__Set exercise__
Copy the part that opens with the line containing "Teacher note: locate the horse's mane" and closes with the line containing "Query: horse's mane", changing "Teacher note" to "Instructor note" and keeping everything else the same.

[Stored dataset entries]
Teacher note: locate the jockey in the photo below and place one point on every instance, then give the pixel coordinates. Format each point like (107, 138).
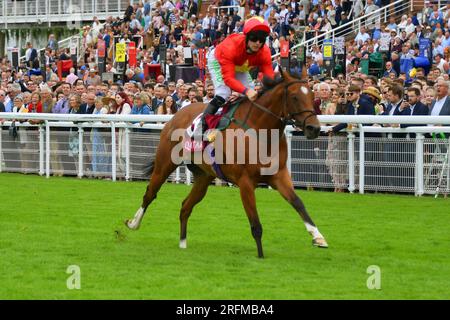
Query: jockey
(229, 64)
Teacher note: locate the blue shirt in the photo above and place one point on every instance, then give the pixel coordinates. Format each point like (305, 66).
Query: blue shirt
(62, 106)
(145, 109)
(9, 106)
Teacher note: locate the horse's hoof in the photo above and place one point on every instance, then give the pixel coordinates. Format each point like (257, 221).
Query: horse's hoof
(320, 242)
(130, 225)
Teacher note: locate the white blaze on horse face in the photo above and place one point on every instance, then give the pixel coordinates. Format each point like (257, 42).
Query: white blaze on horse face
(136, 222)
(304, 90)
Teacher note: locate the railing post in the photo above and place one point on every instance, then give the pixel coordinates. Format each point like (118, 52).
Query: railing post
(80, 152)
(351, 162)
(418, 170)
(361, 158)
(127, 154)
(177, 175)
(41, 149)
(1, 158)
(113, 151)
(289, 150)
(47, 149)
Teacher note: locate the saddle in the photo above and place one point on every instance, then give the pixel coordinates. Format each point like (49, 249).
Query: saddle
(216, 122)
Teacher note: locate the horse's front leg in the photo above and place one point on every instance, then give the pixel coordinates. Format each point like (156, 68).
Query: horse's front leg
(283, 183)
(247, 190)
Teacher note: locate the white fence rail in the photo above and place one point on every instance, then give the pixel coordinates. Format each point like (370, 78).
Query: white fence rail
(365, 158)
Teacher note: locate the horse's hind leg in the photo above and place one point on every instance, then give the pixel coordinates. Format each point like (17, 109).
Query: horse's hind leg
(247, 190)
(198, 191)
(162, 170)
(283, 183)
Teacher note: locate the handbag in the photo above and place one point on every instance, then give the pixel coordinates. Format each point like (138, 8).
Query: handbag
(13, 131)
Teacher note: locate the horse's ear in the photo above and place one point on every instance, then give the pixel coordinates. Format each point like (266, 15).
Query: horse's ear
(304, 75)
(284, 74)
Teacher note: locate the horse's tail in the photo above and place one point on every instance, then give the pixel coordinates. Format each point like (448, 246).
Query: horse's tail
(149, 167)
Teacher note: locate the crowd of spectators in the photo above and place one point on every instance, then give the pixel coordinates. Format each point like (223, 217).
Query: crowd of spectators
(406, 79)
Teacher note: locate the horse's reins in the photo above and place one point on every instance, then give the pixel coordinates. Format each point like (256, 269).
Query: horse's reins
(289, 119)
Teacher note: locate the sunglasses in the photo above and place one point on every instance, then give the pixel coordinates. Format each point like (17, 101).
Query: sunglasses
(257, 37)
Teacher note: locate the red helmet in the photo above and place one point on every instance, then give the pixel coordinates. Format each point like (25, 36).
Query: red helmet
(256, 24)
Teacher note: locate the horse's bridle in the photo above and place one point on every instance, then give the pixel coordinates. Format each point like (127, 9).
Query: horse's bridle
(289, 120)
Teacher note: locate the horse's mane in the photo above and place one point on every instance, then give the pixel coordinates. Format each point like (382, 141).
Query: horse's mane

--

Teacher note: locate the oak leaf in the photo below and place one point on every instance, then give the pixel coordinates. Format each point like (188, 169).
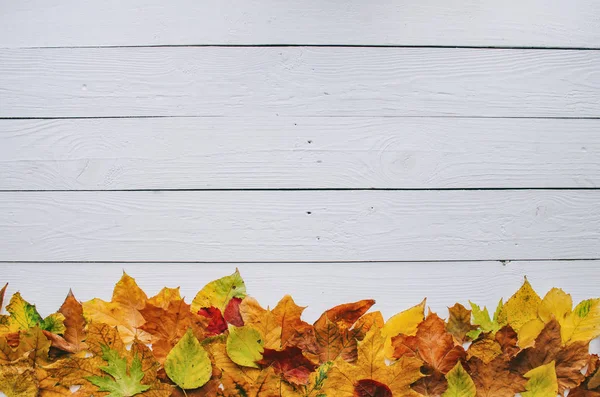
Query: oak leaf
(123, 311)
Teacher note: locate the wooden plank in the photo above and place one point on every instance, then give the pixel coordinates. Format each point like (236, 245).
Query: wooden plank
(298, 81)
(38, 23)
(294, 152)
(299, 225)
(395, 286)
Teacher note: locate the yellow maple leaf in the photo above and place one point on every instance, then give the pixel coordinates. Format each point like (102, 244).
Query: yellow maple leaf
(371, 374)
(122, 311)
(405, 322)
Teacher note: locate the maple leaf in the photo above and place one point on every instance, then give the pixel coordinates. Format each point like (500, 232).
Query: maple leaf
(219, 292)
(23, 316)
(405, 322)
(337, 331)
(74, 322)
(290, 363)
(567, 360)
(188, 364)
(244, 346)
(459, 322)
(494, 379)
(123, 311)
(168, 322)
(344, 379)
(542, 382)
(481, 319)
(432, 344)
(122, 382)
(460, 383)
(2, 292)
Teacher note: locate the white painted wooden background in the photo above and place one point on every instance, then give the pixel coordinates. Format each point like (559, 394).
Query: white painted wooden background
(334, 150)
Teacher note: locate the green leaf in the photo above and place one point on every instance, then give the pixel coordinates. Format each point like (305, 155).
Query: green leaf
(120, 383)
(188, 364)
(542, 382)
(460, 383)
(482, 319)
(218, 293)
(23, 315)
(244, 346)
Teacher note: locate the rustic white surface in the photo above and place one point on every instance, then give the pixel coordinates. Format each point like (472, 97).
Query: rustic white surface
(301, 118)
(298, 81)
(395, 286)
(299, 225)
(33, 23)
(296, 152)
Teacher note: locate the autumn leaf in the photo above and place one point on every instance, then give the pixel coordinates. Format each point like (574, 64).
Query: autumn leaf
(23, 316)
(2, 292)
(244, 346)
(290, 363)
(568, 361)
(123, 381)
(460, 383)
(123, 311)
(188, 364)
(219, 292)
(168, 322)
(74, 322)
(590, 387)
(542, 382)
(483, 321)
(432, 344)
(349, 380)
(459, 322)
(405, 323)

__Exercise result__
Instructor note: locate the horse's mane in the photo above and place one point on every instance, then give the pixel coordinates. Format each point like (382, 141).
Query: horse's mane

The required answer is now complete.